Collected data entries
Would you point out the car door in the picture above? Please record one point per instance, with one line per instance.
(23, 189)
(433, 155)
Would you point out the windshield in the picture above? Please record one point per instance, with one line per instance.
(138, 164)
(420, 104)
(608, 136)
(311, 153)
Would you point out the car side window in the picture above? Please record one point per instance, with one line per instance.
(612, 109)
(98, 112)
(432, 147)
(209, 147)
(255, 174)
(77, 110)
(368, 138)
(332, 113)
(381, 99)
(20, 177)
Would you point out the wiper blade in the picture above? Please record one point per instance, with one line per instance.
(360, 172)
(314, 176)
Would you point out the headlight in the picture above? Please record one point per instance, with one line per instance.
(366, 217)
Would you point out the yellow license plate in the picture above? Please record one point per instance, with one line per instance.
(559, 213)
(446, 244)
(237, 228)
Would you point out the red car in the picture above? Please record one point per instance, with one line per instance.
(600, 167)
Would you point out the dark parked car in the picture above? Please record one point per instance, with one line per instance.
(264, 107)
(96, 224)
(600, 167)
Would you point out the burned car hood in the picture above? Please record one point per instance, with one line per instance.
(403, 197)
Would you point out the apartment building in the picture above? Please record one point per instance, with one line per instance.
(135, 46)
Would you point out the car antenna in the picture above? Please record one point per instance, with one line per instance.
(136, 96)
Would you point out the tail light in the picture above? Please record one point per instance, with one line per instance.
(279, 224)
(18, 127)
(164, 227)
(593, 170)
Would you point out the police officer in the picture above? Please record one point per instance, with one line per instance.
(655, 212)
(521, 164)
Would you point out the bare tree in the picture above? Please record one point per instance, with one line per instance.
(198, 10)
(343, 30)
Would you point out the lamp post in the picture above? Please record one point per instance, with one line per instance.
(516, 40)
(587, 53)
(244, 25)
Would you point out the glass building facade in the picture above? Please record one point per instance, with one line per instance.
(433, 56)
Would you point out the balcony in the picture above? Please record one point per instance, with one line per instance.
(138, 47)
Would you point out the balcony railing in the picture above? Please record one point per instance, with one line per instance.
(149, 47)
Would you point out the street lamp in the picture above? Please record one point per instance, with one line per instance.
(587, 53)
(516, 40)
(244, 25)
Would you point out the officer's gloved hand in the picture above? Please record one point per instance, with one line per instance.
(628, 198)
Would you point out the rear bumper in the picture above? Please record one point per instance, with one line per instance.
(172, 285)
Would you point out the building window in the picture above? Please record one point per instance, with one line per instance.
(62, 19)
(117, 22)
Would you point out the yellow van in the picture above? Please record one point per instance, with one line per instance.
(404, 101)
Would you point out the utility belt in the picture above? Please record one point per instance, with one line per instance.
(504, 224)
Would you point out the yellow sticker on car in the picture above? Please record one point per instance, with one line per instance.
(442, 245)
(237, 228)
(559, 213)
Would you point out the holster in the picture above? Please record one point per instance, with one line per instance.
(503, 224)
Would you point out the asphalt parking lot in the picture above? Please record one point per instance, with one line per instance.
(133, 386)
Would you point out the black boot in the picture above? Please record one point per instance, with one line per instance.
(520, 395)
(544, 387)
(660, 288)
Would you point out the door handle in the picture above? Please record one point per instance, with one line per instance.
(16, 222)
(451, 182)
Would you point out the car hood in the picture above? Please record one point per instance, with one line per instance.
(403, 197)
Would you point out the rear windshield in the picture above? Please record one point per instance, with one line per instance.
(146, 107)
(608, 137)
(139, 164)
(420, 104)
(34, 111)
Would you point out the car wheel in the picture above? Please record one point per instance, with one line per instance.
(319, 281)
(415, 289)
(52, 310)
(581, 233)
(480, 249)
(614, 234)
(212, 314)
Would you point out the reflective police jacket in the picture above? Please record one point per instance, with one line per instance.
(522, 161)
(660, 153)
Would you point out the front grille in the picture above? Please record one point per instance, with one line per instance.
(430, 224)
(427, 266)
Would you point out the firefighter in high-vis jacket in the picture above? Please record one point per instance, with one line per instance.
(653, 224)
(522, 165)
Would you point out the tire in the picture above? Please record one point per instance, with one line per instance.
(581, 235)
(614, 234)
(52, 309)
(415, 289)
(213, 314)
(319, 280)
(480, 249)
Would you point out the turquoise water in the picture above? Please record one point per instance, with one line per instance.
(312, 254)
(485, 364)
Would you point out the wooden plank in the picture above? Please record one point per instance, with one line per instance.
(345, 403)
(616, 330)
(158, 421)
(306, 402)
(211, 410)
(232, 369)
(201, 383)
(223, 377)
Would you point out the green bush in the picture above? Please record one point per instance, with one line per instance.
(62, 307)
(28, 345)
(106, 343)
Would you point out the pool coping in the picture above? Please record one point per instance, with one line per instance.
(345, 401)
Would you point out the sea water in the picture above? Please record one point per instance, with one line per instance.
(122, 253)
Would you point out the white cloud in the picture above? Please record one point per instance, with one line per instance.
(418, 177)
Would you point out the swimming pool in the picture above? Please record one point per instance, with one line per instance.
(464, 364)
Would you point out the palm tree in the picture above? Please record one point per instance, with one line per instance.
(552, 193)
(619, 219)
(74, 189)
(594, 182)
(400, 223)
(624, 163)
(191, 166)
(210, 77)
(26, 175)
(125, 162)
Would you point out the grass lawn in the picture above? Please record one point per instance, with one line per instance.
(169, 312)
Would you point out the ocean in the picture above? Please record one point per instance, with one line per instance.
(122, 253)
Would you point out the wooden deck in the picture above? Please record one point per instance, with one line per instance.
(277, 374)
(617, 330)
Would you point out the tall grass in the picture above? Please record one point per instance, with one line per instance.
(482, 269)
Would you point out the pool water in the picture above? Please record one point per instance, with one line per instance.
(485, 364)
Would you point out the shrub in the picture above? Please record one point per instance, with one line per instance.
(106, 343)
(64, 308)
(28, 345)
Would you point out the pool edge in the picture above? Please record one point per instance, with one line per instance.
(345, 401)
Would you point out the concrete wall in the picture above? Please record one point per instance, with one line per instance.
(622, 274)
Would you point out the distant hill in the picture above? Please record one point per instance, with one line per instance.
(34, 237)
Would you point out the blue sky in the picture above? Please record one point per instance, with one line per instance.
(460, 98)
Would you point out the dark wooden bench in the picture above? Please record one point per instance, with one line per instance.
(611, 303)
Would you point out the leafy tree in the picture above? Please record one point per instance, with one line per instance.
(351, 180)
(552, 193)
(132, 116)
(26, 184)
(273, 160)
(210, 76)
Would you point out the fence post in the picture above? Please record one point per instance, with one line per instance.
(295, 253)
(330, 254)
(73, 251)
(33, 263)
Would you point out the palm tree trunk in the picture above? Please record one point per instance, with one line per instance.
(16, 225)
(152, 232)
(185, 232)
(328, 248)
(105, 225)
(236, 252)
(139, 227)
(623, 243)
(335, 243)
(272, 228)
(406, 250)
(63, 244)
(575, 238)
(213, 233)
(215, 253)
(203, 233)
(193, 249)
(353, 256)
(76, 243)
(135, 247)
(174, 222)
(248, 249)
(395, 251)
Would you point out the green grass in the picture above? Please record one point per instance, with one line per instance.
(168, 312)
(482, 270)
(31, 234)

* **WHAT YOU SHOULD DO**
Could you reproduce all of the entries above exactly?

* **EXERCISE SOLUTION**
Would you point out the car door in the picture above? Please record one point per instance, with one line per instance.
(23, 189)
(433, 155)
Would you point out the windshield in the picture above? Please record one point per instance, with one line per instance.
(138, 164)
(420, 104)
(608, 136)
(311, 153)
Would you point out the car side window in the picture above? Please record one point per instance, with one line per instance.
(612, 109)
(98, 112)
(432, 147)
(209, 147)
(255, 174)
(77, 110)
(368, 138)
(332, 113)
(381, 99)
(20, 177)
Would you point out the wiper blade in the picture above? Please record one point per instance, with one line per instance.
(360, 172)
(314, 176)
Would you point out the headlight in the picture above? Please record one point per instance, with one line per instance.
(366, 217)
Would you point out the yellow license plate in the picture above? Please record one point per instance, with one line per instance.
(559, 213)
(446, 244)
(237, 228)
Would you point out the red car in the picture above? Please record one point per instance, with one line per instance.
(600, 167)
Would you point out the dark parked car in the picture above? Please record one point per instance, with one line per instance.
(264, 107)
(96, 224)
(600, 167)
Would you point out the burned car hood in the picture above? Please record one point per instance, with one line per instance.
(403, 197)
Would you point out the apartment building in the picture above? Please record one point per instance, with one line per instance.
(135, 46)
Would you point out the car antenna in the picture above? Please record one point per instance, with one line per instance.
(136, 96)
Would you point out the tail light in the picture above? Please record one point per instance, with one line per instance.
(279, 224)
(18, 127)
(164, 227)
(593, 170)
Would you point out the police officer in the picture above? Please record one point per instance, with one line per instance.
(655, 212)
(521, 164)
Would you point out the bare tree in the picture above? Please record one point per instance, with one line per instance.
(198, 10)
(343, 30)
Would you point out the lamp post in the picture above? Please record one point per instance, with one line per instance.
(516, 40)
(587, 53)
(244, 25)
Would you point out the glass building facade in the picture above? Please record one point per instance, with one line per instance.
(433, 56)
Would you point out the balcony in the picture above? Please record one point per instance, with one line per instance.
(138, 47)
Would you point out the balcony railing in the picture above? Please record one point per instance, with one line per instance.
(149, 47)
Would you point out the street lamp in the picture above? Please record one point per instance, with one line per instance.
(587, 53)
(516, 40)
(244, 25)
Would you point out the officer's gloved hand in the picture above? Please record one point per instance, with one line per instance.
(628, 198)
Would you point out the rear bumper in the picture above? Please record one point per instance, with one line per instance.
(172, 285)
Would you point out the building window in the picture above? Please record one point per instance, with one line per instance.
(62, 19)
(117, 22)
Would you point out the yellow van in the picture above? Please record one point per instance, with one line per instance.
(404, 101)
Would you point out the utility belt in the picture above? Please record one point per instance, with one line per instance.
(504, 224)
Would you point out the yellow sticker on car in the picture above? Please record one point per instance, with one line per instance.
(442, 245)
(237, 228)
(559, 213)
Would you point out the holster in the picture above? Please record one point per instance, with one line per instance.
(503, 224)
Would you point out the asphalt parking lot in the picture above? Please record one point per instance, with one line per instance.
(133, 386)
Would you point out the black boot in the picture above? Please record one point per instance, with one line per instance.
(520, 395)
(544, 387)
(660, 288)
Would you point out the door handle in the picture above? Please record one point per instance, with one line per instance.
(16, 222)
(451, 182)
Would you point out the car hood in the picture above? Please record one point per instance, with one line per instance.
(403, 197)
Would you point out the rear windshield in the picture above? Please record one point per instance, with one line per instance.
(146, 107)
(608, 137)
(139, 164)
(420, 104)
(34, 111)
Would you point out the car wheel in the picture above? Please record one point per instance, with one line per instance.
(319, 281)
(415, 289)
(52, 310)
(581, 233)
(480, 249)
(614, 234)
(212, 314)
Would you point out the reflective police jacket in the picture above? Please record one point per instance, with one line per instance.
(522, 161)
(660, 153)
Would you point out the front grille in the picture above? Please record one point per instance, with one line per instance.
(430, 224)
(427, 266)
Would you point out the firefighter in high-vis jacket in the picture above? Please record one point per instance, with one line per instance.
(653, 224)
(522, 165)
Would you point out the tire in the picture above? Please record one point per instance, with one line per instance.
(581, 235)
(614, 234)
(52, 309)
(415, 289)
(213, 314)
(319, 280)
(480, 249)
Would you point out the turquoise water in the picture above? Please record one point per instance, with one line per instance.
(312, 254)
(485, 364)
Would you point out the wooden plank in the picture above? Please record one point per instance, with one line per instance.
(345, 403)
(616, 330)
(158, 421)
(306, 402)
(211, 410)
(232, 369)
(201, 383)
(223, 377)
Would you point out the green bush in the picture above? Please record one point per instance, with one line per instance.
(62, 307)
(28, 345)
(106, 343)
Would you point out the pool coping in the picture above? Please record one point per instance, with one line per instance.
(345, 401)
Would you point out the sea water in the picture above? Please record one point per instance, with one line per instance.
(122, 253)
Would you point out the white cloud in the picture above? Please record one point per instance, with one line per instance.
(418, 177)
Would you point out the swimming pool in the picture above? Please record one point per instance, with one line per instance.
(464, 364)
Would you point out the palm tree in the picture above? Please record one point per instance, with one line per instance.
(552, 193)
(619, 219)
(74, 189)
(594, 182)
(400, 223)
(624, 163)
(191, 166)
(210, 77)
(26, 175)
(125, 162)
Would you point out the grass lawn in the picture above? Please record one point per instance, with one line per instance.
(169, 312)
Would you point out the ocean in the picture above? Please record one point per instance, with one line per instance.
(122, 253)
Would you point out the wooden deck in the picture above? Please record one point per instance, with one line per instance.
(277, 374)
(617, 330)
Would you point out the tall grass in the picture above? Please record one point per instance, with one line per instance.
(482, 269)
Would you point out the pool water in the picture above? Please record one point per instance, with one line per instance.
(485, 364)
Would you point out the shrub in the picture above? Please record one point per instance, with one line per instance.
(106, 343)
(64, 308)
(28, 345)
Would you point out the pool edge in the picture above? Please record one point per instance, with one line per instance.
(345, 401)
Would you point out the concrete wall in the picture above? Please record one point per instance, with one line per instance.
(622, 274)
Would you point out the distant hill in the picture above? Please record one point per instance, with one line per instance.
(34, 237)
Would you point out the blue sky in the picture above? Please record one point per instance, with one line per instance.
(460, 98)
Would you point out the dark wooden bench in the picture above? Please record one point per instance, with one line per instance.
(611, 303)
Would you point out the leafy tree in the picture above? Please record one point per instance, with one line per instance.
(351, 180)
(552, 193)
(132, 116)
(26, 184)
(273, 160)
(210, 76)
Would you point out the fence post in the picture above? Please record one point per instance, with one line per instance.
(295, 253)
(330, 254)
(73, 251)
(33, 263)
Would you point out the palm tree trunk in the picture above? Please record one point per instance, with one line per instance.
(16, 225)
(152, 232)
(185, 232)
(328, 248)
(105, 225)
(236, 252)
(139, 227)
(623, 243)
(335, 243)
(272, 228)
(406, 250)
(63, 244)
(575, 238)
(213, 233)
(215, 253)
(203, 233)
(193, 249)
(353, 256)
(76, 243)
(135, 247)
(174, 222)
(248, 249)
(395, 251)
Would you point out the green grass in the picture above? Please record one point per instance, with one line per instance.
(168, 312)
(482, 270)
(31, 234)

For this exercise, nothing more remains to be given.